### [WORK INSTRUCTIONS]
Find every line in the records below that contains the word "female", and copy each of those lines.

### [SUPPLIED MATERIAL]
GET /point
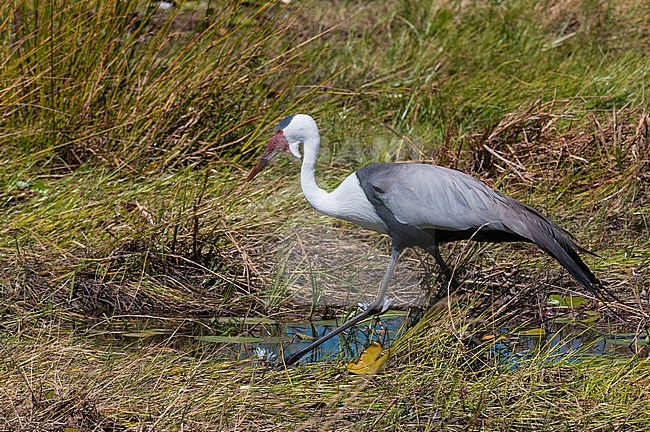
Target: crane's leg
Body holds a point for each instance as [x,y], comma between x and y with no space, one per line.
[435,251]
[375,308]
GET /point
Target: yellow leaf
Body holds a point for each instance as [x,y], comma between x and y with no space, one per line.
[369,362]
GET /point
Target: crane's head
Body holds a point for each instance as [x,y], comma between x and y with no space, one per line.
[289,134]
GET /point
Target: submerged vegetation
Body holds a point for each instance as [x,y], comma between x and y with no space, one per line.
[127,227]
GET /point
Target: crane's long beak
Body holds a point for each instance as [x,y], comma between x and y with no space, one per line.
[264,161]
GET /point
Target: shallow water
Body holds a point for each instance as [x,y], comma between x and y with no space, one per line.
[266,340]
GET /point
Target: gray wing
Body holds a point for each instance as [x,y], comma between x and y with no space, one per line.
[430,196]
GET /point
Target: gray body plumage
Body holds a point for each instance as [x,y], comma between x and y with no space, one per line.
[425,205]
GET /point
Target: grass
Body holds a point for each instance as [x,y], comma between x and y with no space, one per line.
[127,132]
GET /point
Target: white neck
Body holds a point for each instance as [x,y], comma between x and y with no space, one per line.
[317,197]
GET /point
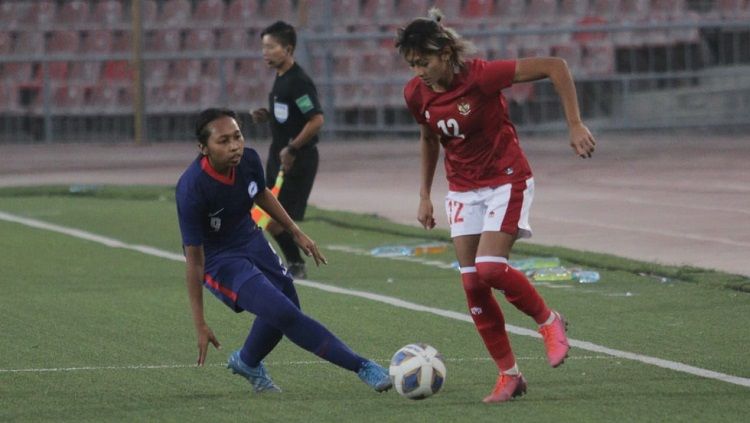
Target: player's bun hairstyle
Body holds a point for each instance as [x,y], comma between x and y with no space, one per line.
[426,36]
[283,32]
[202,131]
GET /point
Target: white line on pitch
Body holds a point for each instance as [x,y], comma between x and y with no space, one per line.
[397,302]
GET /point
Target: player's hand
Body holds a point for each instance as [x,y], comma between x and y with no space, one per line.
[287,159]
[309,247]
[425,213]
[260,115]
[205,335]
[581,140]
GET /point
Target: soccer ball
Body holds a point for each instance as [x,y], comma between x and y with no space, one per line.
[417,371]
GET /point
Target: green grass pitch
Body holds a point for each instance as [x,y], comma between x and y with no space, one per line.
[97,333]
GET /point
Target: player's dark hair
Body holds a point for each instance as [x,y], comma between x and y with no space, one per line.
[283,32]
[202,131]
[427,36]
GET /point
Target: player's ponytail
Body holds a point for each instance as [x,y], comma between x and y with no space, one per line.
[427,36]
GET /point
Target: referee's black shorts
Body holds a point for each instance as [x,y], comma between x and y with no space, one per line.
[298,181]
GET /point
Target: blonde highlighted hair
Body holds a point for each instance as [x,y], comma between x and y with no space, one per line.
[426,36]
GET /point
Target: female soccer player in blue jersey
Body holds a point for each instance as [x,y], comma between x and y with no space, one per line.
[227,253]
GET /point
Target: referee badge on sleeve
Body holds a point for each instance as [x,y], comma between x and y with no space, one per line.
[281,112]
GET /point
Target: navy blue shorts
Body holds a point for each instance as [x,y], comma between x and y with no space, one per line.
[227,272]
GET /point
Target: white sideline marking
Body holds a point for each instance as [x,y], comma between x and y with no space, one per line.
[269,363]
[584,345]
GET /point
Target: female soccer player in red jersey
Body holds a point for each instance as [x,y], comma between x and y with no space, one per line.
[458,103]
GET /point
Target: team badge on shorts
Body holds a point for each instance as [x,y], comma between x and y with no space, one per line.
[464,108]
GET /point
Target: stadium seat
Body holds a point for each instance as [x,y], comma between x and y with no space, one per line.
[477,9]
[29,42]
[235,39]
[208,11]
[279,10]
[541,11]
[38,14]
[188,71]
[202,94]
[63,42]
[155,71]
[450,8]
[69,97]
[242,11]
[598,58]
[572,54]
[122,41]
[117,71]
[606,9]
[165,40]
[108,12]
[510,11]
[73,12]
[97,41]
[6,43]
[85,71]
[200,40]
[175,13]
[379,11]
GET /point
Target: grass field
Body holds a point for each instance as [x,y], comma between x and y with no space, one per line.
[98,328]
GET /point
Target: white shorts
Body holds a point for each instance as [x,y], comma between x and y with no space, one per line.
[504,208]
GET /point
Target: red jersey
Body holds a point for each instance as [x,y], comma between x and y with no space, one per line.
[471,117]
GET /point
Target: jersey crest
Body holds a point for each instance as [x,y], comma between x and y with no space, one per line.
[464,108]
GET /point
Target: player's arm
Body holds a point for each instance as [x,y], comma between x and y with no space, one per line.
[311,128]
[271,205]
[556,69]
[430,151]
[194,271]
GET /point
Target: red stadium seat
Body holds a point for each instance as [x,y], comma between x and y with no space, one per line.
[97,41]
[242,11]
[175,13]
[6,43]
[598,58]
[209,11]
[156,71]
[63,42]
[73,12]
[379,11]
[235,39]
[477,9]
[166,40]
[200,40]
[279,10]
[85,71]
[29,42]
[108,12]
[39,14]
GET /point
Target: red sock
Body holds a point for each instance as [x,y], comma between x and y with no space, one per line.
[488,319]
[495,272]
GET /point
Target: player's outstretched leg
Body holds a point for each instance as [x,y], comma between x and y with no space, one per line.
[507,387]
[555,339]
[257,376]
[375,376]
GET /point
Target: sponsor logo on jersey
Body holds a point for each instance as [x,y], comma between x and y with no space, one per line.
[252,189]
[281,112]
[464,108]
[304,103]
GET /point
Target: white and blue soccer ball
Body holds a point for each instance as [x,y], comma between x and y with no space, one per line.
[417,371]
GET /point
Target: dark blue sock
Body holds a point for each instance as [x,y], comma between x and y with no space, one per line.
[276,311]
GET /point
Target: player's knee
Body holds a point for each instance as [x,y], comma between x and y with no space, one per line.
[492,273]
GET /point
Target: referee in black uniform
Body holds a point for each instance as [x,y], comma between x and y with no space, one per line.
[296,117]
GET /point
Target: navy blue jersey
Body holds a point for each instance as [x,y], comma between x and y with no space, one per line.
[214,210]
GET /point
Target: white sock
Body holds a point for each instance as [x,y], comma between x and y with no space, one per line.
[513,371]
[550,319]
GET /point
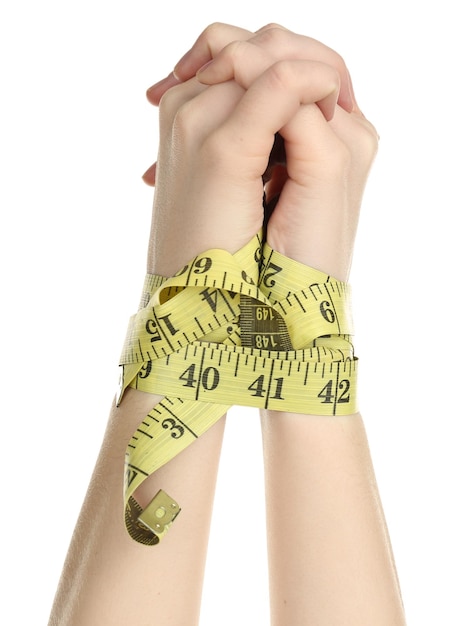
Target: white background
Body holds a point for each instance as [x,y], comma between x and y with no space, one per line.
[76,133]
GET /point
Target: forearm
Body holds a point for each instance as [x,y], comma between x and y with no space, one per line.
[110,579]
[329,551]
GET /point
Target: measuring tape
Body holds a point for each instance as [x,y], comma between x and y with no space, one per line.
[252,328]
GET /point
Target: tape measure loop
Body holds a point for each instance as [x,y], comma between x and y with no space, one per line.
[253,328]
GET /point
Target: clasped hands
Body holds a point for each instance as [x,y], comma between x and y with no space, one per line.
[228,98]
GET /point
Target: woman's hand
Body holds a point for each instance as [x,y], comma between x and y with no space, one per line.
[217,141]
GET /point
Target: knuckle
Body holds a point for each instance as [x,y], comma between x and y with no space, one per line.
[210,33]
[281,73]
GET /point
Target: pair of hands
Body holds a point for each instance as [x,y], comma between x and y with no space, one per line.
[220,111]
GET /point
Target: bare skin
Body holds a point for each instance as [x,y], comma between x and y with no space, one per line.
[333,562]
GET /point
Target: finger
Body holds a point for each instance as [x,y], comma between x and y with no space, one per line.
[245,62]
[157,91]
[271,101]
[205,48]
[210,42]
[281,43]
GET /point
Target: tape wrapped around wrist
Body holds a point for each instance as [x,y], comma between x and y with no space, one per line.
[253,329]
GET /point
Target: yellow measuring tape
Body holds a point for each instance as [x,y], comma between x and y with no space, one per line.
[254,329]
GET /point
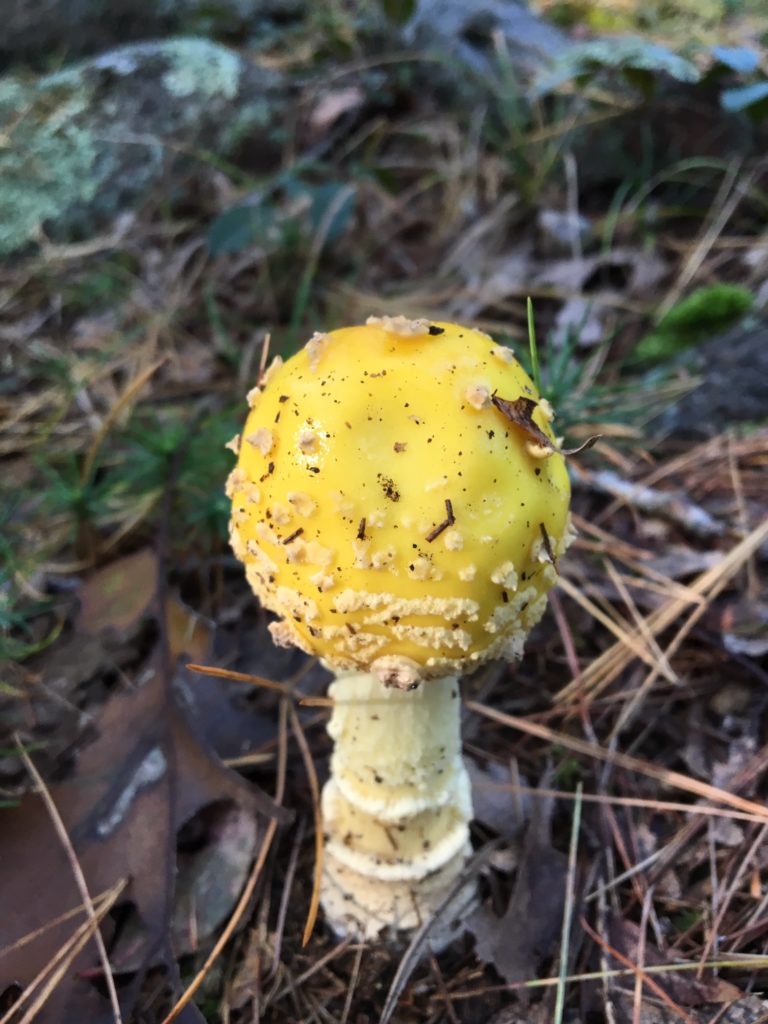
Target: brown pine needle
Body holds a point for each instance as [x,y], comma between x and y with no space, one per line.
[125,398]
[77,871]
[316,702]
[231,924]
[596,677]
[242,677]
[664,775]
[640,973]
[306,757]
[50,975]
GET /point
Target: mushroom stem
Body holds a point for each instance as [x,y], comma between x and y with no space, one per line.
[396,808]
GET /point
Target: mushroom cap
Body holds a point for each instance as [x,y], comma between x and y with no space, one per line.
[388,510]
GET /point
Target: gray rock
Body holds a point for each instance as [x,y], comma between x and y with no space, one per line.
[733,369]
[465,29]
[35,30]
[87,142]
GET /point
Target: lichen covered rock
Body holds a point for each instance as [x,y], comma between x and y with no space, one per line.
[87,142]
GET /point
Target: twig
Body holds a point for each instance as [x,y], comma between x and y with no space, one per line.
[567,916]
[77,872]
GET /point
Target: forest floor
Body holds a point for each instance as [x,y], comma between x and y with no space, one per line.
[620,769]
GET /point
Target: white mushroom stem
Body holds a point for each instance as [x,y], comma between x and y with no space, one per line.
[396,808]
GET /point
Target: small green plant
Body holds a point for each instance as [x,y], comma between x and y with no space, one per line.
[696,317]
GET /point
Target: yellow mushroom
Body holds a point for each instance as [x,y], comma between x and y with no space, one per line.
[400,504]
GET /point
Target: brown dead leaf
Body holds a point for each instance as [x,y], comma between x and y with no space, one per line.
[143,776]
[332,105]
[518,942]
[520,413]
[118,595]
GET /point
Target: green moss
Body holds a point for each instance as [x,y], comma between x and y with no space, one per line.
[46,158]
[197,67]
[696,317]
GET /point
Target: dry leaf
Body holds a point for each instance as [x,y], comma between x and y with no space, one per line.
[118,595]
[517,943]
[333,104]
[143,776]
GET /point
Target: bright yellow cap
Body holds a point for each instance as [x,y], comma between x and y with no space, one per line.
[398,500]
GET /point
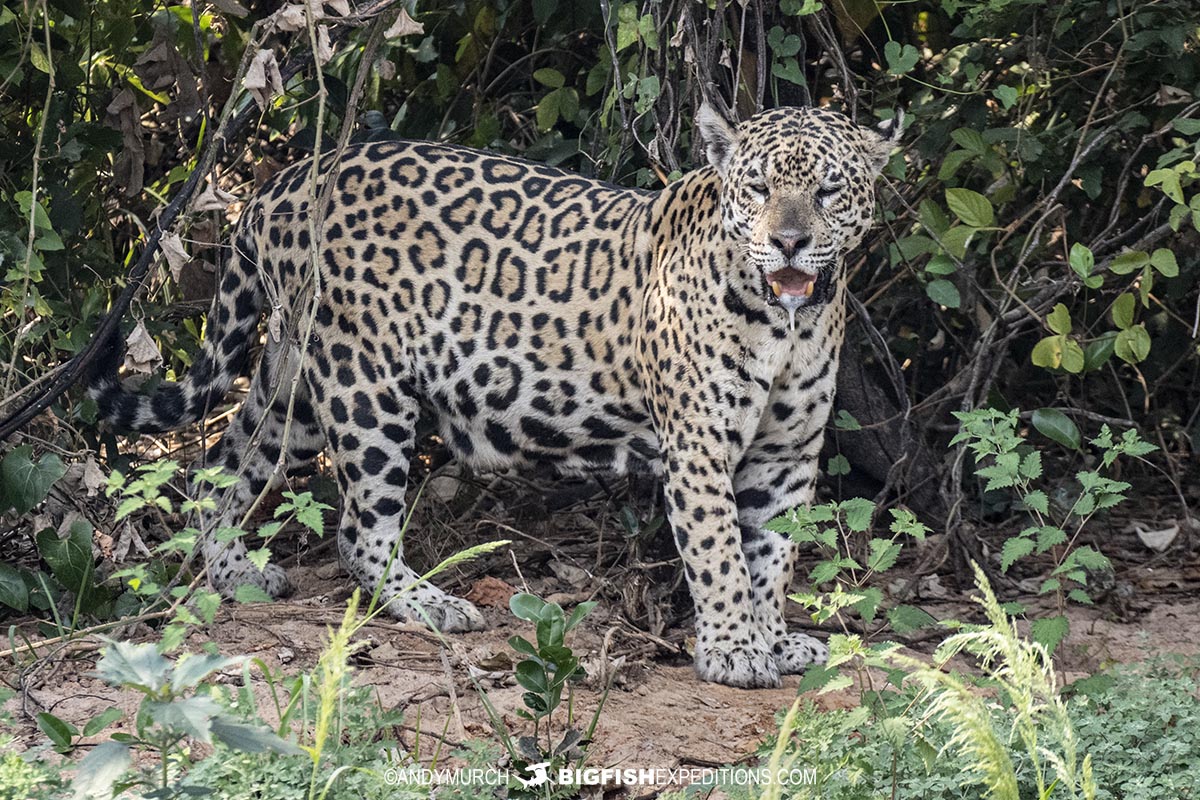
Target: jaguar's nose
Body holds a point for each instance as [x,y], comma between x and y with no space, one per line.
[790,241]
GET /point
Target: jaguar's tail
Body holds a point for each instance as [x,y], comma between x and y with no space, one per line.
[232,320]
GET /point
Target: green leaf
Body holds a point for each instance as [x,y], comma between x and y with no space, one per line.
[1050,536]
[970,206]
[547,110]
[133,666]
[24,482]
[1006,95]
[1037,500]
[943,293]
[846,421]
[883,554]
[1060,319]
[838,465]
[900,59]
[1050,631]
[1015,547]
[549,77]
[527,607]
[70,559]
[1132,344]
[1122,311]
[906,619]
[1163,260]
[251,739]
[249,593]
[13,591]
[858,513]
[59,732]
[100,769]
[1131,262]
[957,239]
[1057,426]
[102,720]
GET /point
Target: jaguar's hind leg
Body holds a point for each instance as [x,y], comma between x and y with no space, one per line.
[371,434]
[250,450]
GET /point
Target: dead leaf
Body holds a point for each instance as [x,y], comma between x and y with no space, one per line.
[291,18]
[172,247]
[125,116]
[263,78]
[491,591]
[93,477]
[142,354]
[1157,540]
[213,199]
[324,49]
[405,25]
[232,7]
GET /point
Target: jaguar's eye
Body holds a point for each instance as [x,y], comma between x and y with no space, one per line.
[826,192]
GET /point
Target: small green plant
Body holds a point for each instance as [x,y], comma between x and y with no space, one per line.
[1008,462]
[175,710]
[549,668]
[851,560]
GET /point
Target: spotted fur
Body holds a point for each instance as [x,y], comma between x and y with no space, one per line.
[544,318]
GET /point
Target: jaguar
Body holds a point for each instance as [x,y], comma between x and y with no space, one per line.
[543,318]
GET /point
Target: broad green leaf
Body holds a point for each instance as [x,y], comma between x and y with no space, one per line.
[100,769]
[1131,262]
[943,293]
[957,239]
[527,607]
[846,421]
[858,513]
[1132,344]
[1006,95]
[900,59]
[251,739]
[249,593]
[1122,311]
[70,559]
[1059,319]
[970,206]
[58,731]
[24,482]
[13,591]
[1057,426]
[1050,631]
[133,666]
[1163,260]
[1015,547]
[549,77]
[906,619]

### [THE RESULT]
Target: female soccer player in blue jersey
Target: female soccer player in red jersey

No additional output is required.